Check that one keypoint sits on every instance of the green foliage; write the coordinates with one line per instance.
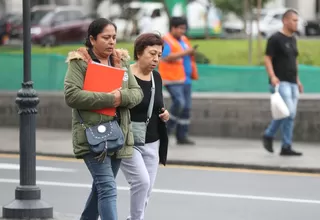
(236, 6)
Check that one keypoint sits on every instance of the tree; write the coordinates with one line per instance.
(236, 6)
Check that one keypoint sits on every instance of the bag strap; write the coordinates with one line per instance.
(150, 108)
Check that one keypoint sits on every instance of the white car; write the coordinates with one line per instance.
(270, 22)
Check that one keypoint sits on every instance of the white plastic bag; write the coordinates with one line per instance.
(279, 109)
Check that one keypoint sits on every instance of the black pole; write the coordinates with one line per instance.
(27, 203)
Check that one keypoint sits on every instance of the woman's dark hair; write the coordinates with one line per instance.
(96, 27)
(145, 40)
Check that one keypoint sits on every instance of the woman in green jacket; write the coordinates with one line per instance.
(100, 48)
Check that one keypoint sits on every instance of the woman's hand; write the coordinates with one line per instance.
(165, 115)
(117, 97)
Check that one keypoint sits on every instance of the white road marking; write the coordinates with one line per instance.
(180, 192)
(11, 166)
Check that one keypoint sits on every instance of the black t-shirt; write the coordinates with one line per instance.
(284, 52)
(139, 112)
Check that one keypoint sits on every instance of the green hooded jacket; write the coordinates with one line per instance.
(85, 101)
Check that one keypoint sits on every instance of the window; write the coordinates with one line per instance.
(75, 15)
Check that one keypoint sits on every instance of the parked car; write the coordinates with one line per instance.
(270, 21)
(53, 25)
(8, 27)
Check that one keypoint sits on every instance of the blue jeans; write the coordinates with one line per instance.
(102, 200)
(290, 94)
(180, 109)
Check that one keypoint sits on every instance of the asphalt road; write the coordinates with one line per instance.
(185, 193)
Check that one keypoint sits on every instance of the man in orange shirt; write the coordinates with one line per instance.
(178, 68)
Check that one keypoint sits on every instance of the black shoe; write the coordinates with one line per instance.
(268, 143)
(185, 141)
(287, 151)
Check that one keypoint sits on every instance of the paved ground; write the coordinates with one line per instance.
================
HOW TO COMPLETE THIS TASK — Only the lines from the one that holds "Check that one keypoint sits on every instance of the blue" through the end of the records should appear in the answer, each restated exactly.

SOLVED PROBLEM —
Check that one keypoint sits on every instance of the blue jeans; write the coordinates with one line per instance.
(102, 200)
(290, 94)
(180, 109)
Check that one keypoint sits on every instance of the asphalt road; write the coordinates with one line per instance.
(185, 193)
Check that one keypoint sits on every instance of the man in orange shirt; write the coordinates with one line per instance.
(178, 68)
Check that one keypoint sits on every instance of the black shoe; write the coordinates with one line per instance.
(268, 143)
(185, 141)
(287, 151)
Check that one keypoint sits on every instance of the paved ground; write the coordinates with one line per instance.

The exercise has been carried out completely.